**OBJECTIVE**: Report each line in the records below that contains the word "container", copying each line whole. Treat uppercase and lowercase as different.

**ENTRIES PROVIDED**:

——

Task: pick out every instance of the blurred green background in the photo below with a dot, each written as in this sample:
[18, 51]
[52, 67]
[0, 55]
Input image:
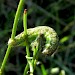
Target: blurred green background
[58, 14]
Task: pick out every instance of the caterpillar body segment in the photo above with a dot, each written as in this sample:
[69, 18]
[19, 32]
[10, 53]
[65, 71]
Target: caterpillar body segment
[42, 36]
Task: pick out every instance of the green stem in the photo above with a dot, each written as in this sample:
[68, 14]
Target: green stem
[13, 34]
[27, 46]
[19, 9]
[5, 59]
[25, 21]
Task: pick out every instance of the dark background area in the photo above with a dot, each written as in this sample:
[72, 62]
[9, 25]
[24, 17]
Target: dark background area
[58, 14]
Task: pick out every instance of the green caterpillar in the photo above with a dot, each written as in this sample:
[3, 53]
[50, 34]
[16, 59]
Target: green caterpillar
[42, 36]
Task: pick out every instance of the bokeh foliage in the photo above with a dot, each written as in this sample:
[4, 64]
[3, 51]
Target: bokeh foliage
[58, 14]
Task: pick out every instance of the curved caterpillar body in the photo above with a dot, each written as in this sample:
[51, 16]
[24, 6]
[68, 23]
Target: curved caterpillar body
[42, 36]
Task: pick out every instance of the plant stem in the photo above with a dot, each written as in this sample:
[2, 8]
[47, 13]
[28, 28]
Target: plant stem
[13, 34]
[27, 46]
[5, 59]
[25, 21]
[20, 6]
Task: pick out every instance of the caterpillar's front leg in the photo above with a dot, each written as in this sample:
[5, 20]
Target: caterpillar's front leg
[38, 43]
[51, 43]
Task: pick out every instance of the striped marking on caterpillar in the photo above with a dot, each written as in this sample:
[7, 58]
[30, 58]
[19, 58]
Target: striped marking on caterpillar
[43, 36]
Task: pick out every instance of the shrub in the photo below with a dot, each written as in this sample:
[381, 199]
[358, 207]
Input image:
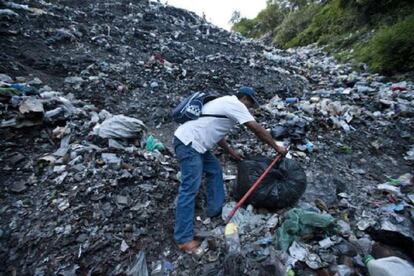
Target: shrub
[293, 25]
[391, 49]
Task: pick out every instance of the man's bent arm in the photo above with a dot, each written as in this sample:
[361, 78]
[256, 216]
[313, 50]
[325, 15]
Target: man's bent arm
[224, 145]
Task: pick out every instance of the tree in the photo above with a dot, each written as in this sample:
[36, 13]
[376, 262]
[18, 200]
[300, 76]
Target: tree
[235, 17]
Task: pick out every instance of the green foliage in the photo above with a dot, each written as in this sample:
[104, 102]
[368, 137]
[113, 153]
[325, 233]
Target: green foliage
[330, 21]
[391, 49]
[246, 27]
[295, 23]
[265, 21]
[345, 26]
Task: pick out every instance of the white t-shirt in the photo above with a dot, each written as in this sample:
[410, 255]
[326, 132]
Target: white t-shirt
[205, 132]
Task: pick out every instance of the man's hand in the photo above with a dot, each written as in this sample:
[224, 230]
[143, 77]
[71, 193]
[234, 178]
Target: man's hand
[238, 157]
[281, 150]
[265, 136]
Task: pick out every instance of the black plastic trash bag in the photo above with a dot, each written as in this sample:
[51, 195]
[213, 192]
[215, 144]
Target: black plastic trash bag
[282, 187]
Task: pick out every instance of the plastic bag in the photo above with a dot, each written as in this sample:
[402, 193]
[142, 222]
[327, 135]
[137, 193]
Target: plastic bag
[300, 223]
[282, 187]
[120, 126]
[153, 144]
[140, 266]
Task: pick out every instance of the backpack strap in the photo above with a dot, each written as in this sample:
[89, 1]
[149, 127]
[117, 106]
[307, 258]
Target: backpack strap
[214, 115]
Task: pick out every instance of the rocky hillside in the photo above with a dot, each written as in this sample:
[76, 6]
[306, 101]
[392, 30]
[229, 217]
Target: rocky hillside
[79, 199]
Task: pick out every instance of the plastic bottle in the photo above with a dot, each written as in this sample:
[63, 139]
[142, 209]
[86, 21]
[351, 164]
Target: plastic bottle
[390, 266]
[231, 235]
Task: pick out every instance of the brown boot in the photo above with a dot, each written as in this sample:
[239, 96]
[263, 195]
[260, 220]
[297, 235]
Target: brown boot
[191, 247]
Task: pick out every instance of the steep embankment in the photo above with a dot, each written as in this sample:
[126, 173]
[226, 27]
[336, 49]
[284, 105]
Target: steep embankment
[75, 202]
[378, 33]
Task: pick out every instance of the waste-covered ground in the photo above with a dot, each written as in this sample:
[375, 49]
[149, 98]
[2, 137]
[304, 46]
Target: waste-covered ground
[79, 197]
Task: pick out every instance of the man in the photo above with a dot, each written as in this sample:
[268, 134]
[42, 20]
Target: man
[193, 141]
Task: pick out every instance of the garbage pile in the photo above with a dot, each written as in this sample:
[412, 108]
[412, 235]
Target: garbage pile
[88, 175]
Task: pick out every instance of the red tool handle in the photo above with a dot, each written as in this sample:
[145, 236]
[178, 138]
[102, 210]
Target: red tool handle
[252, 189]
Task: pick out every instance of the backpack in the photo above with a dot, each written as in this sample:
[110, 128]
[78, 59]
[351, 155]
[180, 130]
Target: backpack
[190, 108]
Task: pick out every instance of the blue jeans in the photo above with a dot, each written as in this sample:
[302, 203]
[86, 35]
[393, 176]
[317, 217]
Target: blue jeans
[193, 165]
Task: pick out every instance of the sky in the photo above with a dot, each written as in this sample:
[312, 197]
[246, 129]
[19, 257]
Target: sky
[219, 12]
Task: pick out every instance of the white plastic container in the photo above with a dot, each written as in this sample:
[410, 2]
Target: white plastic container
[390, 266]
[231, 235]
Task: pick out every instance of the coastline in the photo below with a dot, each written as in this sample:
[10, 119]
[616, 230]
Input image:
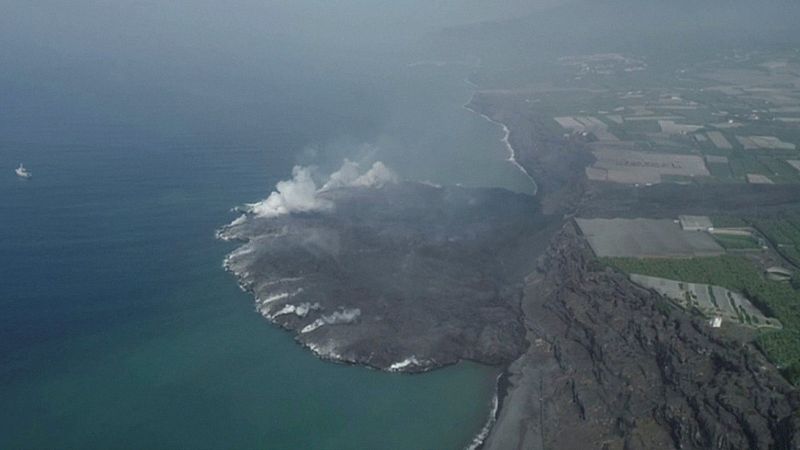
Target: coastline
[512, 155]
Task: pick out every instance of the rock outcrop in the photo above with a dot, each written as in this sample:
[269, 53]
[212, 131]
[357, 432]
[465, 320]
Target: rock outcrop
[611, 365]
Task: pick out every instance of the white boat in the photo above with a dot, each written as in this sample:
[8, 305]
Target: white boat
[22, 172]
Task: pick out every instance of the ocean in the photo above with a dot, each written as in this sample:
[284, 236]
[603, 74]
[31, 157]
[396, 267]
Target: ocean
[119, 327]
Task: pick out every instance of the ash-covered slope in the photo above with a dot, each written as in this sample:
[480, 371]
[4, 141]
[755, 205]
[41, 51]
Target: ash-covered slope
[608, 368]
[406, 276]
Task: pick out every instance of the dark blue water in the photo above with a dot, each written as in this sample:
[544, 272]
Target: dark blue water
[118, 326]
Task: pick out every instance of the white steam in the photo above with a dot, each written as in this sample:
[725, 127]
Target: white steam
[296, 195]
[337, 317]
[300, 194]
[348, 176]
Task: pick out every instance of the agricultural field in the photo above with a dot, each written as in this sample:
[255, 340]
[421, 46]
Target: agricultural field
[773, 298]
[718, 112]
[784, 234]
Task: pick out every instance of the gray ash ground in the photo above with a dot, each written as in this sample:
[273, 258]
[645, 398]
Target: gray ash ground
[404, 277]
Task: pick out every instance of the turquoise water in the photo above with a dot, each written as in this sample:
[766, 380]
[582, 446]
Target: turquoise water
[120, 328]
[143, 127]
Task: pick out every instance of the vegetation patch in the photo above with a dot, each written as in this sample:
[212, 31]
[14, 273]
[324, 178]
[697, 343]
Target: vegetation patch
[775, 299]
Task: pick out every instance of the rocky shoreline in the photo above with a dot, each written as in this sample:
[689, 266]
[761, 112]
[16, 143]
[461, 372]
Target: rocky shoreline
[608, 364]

——

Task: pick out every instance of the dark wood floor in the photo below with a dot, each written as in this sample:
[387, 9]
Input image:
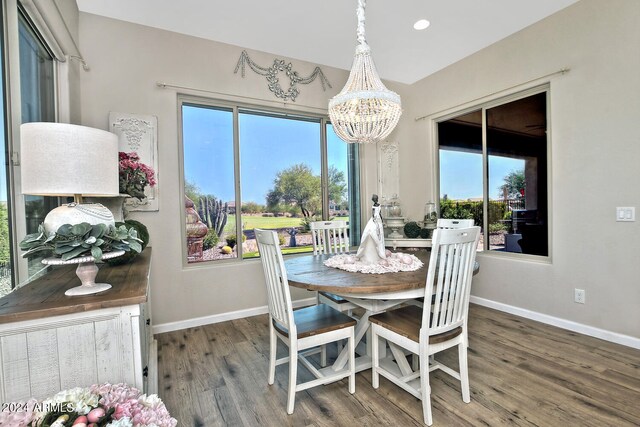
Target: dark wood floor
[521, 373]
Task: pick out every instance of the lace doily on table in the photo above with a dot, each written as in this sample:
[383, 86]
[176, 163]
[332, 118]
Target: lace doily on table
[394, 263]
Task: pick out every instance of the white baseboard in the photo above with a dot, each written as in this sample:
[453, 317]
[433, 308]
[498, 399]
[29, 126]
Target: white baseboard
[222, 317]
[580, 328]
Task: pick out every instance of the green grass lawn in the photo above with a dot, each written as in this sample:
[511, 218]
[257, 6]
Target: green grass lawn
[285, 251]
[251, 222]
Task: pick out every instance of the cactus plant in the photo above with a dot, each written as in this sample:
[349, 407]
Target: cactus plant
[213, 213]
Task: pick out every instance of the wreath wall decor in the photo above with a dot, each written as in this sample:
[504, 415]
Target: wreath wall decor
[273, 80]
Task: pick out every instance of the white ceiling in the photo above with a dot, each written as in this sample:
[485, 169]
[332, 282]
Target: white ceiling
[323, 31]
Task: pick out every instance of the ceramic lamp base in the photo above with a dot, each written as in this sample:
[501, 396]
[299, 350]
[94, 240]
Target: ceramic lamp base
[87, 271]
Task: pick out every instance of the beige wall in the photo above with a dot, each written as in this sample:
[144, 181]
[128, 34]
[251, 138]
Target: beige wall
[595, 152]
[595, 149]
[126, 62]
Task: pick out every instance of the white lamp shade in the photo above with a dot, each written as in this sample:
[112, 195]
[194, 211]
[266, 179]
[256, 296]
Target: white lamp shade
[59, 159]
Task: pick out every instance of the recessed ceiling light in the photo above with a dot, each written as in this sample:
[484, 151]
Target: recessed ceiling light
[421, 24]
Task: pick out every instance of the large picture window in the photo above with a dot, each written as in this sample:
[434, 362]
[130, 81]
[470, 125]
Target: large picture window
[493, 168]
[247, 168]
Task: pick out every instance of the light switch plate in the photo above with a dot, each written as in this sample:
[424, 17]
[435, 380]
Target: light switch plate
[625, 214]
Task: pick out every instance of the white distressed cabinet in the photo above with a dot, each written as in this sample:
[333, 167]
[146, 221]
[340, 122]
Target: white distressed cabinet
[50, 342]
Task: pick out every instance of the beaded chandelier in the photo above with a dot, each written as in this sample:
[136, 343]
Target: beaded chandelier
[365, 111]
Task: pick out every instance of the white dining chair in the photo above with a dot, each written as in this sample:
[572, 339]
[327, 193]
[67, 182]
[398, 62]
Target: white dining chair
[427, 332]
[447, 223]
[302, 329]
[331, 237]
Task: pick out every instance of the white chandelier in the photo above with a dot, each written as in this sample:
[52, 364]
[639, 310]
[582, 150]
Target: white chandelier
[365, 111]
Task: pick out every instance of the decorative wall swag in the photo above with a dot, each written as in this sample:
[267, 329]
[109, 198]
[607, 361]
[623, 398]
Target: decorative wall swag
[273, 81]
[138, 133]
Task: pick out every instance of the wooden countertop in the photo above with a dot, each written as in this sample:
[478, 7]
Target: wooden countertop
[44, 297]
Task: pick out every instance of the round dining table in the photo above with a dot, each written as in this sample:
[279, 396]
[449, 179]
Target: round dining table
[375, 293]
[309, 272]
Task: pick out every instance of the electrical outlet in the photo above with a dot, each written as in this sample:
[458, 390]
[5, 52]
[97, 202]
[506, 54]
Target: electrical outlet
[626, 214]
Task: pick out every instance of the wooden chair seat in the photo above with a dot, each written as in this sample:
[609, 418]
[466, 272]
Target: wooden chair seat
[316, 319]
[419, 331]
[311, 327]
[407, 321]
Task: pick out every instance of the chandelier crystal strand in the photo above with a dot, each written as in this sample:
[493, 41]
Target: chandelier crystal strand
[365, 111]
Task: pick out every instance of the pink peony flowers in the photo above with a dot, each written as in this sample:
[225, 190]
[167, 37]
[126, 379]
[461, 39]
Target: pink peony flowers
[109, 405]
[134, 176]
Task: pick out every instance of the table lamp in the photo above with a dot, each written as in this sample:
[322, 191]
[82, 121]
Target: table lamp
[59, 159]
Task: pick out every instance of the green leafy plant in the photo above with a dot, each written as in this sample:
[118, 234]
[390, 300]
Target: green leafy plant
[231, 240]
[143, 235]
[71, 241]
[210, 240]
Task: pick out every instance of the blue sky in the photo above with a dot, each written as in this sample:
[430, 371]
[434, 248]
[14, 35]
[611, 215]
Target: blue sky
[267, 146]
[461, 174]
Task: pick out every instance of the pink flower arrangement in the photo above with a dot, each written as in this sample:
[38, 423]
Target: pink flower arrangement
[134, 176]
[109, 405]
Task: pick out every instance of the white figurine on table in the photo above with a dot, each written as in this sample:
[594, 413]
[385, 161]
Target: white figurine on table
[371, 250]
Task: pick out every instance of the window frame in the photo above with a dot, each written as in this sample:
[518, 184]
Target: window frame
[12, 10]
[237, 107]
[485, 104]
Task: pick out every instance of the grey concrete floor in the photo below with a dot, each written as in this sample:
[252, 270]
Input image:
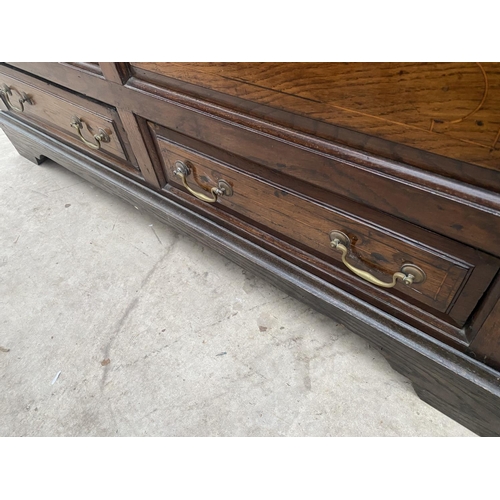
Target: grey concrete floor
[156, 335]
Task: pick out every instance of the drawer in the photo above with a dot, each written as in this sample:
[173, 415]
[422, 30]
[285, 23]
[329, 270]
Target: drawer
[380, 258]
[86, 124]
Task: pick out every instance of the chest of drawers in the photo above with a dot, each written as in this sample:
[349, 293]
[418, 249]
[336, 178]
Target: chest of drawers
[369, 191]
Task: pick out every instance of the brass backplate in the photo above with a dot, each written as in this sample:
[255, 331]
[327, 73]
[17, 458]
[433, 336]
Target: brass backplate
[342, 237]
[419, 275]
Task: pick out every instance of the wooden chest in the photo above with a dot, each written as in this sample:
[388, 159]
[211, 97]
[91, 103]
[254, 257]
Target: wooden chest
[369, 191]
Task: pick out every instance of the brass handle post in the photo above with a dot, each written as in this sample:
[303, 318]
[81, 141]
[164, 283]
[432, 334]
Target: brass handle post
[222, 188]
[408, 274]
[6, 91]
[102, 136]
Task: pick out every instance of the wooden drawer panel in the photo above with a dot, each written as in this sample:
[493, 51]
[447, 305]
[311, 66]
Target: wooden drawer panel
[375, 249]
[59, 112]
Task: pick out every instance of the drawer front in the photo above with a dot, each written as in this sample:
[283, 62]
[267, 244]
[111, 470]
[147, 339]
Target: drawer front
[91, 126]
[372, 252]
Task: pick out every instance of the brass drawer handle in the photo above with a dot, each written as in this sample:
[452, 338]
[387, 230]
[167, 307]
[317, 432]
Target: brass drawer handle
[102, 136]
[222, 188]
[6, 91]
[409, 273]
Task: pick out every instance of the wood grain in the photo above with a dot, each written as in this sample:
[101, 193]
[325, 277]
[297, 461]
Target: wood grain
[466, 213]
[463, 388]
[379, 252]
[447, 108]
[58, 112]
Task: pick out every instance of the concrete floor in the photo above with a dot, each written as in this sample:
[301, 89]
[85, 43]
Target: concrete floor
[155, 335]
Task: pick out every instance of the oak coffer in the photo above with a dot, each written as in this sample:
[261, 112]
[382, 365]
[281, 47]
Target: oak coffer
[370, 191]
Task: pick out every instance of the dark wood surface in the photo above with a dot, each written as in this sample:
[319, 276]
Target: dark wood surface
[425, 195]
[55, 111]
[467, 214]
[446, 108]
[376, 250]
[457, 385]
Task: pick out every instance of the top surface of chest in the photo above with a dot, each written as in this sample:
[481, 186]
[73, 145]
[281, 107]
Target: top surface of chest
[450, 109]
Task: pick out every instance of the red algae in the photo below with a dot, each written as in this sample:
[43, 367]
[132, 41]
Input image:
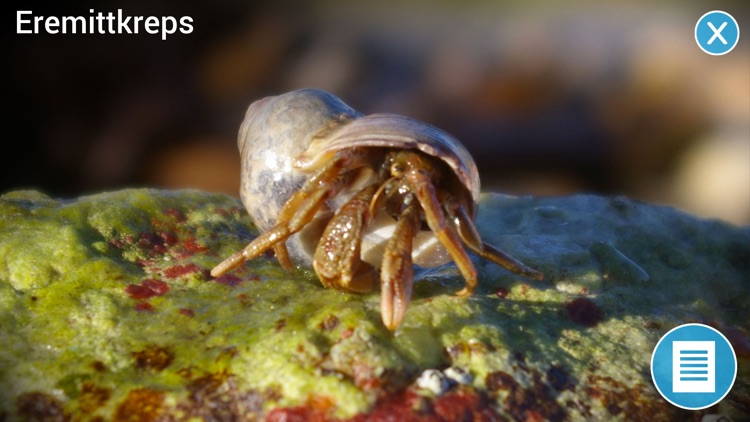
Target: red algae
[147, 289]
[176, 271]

——

**TASK ANSWER**:
Task: pick out every instance of the white plastic container in the photo above with a dot, each written as in this sample:
Target: white plastic container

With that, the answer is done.